_課題_
歯科医院の感染対策についての課題文から、「例えば、ノロウィルスやはしか」から「るようになったのでしょうか?」までをすべて、一字一句変えずに引用してもらえますか?

_課題文_
---
そもそも、歯科医院は治療のために患者様に直接触れる職業となりますので、新型コロナウイルス以外にも多くのウイルスや細菌への感染予防を徹底しているのです。現在は、新型コロナウイルスの感染爆発が起こっているため、誰もがコロナウイルスのことばかり気にするのですが、歯科医院ではコロナウイルスが蔓延していようがしていなかろうが、普段から徹底した感染症対策を行っているのです。
例えば、ノロウィルスやはしか、風しんなど、私たちの身の回りには感染を引き起こしてしまうような細菌やウイルスというものはたくさん存在しています。そのため、治療によってそれらの感染事故を引き起こさないためにも、普段からさまざまな対策を行っているのです。

歯科医院では、「ユニバーサルプレコーション」という概念のもと、「手指の衛生を保つ」、「防護具を着用する」、「医療器材の洗浄・消毒」など徹底した感染予防が行われています。

歯科医院の感染リスクが高いと言われた理由は?

上述のように、歯科医院というものは、コロナウィルスの蔓延以前から非常に厳格な感染症予防対策を行っているわけですので、当然今回のコロナウイルスに対する感染リスクのみが高いはずがないのです。それではなぜ「歯科医院はコロナウイルスの感染リスクが非常に高い!」と言われるようになったのでしょうか?
---
_記録データ_
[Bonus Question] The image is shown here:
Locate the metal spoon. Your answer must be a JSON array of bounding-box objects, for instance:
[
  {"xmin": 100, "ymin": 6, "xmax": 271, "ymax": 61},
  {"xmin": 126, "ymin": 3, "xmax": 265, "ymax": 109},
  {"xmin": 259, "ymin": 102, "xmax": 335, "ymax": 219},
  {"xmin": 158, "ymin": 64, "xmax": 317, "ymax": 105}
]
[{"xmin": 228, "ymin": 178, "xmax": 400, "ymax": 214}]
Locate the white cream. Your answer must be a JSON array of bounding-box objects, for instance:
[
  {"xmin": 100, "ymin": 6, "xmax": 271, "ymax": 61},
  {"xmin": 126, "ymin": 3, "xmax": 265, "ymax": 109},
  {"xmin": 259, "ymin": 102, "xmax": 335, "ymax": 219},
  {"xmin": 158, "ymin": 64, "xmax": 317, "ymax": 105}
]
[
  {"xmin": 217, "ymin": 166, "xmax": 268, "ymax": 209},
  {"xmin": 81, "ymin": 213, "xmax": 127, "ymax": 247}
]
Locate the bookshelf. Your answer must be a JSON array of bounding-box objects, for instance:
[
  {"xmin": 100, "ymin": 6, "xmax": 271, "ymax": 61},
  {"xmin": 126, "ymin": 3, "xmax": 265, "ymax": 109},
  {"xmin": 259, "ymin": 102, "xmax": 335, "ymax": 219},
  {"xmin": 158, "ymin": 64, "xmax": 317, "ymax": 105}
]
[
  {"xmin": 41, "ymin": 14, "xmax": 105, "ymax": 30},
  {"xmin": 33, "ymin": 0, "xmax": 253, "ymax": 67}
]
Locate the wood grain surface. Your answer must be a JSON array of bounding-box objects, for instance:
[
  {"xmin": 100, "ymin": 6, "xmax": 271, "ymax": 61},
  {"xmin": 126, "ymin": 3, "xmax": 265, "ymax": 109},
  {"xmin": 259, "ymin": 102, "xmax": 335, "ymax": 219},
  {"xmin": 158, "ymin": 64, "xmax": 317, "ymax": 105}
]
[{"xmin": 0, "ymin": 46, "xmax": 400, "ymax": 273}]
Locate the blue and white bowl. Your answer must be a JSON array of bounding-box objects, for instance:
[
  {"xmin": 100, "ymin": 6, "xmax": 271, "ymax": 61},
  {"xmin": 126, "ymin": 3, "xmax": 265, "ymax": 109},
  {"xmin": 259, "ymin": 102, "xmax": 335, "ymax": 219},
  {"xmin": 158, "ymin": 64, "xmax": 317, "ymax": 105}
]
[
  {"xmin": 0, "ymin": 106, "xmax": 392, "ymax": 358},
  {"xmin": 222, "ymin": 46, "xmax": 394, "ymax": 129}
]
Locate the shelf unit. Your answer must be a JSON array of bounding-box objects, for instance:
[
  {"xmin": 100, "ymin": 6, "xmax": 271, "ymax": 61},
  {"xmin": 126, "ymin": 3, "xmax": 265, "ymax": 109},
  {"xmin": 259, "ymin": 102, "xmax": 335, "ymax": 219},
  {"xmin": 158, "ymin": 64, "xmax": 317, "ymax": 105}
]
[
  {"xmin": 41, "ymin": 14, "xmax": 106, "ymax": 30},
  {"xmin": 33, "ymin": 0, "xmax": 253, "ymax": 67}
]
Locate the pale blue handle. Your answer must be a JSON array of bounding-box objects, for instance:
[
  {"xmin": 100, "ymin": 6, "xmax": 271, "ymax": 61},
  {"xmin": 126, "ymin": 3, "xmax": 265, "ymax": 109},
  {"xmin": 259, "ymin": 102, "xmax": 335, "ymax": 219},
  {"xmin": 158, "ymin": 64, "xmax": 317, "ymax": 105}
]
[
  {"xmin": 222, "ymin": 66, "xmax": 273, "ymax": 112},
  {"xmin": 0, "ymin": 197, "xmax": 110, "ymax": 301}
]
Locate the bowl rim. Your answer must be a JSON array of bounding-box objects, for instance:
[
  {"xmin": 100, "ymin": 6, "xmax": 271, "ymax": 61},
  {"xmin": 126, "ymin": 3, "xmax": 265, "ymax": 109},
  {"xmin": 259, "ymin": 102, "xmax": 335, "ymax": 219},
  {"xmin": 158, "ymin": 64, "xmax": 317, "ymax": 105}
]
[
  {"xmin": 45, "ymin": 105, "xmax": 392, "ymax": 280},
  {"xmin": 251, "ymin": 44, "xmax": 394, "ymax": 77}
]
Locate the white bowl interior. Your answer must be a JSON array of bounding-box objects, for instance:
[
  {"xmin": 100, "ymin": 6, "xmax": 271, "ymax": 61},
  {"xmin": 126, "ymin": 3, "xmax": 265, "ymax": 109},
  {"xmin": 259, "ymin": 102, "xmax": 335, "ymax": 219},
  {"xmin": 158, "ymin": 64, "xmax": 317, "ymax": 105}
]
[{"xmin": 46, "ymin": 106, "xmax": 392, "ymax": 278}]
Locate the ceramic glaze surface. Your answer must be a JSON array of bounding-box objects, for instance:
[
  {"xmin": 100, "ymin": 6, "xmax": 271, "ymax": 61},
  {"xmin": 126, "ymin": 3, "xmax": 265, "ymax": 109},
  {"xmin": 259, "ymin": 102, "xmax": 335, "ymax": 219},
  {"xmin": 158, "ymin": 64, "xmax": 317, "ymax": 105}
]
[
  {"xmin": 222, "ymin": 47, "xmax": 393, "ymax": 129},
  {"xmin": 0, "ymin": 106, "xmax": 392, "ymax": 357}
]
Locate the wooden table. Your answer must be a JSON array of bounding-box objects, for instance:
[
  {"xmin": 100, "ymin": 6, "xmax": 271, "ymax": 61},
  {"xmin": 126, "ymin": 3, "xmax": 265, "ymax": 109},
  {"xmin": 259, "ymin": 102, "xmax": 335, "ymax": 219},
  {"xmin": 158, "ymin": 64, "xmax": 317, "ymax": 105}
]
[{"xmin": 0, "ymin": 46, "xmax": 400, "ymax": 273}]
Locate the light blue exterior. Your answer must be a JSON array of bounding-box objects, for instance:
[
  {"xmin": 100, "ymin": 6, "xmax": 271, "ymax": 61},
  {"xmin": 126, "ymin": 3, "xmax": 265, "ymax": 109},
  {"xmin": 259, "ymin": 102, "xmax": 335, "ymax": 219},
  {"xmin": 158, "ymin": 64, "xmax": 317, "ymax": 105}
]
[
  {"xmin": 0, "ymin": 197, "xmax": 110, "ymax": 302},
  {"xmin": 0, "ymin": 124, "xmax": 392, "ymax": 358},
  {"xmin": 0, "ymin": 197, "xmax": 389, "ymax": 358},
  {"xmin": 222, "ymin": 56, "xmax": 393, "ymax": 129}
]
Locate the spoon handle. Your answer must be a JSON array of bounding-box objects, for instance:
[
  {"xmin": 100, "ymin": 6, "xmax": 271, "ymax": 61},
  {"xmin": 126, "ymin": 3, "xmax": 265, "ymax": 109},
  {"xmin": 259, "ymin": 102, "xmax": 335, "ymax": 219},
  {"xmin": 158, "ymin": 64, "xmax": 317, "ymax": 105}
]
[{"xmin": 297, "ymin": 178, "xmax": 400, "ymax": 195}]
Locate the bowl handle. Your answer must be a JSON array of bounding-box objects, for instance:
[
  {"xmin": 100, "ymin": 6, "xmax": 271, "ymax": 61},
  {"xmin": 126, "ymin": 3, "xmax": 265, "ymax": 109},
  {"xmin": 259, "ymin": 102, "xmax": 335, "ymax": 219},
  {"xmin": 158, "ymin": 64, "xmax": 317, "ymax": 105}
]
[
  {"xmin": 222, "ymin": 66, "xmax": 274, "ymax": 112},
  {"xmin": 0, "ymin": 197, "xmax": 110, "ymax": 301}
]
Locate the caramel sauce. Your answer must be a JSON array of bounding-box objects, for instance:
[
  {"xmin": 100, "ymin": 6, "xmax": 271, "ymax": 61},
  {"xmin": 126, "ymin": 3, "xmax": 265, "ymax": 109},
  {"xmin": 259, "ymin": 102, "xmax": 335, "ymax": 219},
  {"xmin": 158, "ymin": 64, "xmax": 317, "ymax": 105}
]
---
_解答_
例えば、ノロウィルスやはしか、風しんなど、私たちの身の回りには感染を引き起こしてしまうような細菌やウイルスというものはたくさん存在しています。そのため、治療によってそれらの感染事故を引き起こさないためにも、普段からさまざまな対策を行っているのです。

歯科医院では、「ユニバーサルプレコーション」という概念のもと、「手指の衛生を保つ」、「防護具を着用する」、「医療器材の洗浄・消毒」など徹底した感染予防が行われています。

歯科医院の感染リスクが高いと言われた理由は?

上述のように、歯科医院というものは、コロナウィルスの蔓延以前から非常に厳格な感染症予防対策を行っているわけですので、当然今回のコロナウイルスに対する感染リスクのみが高いはずがないのです。それではなぜ「歯科医院はコロナウイルスの感染リスクが非常に高い!」と言われるようになったのでしょうか?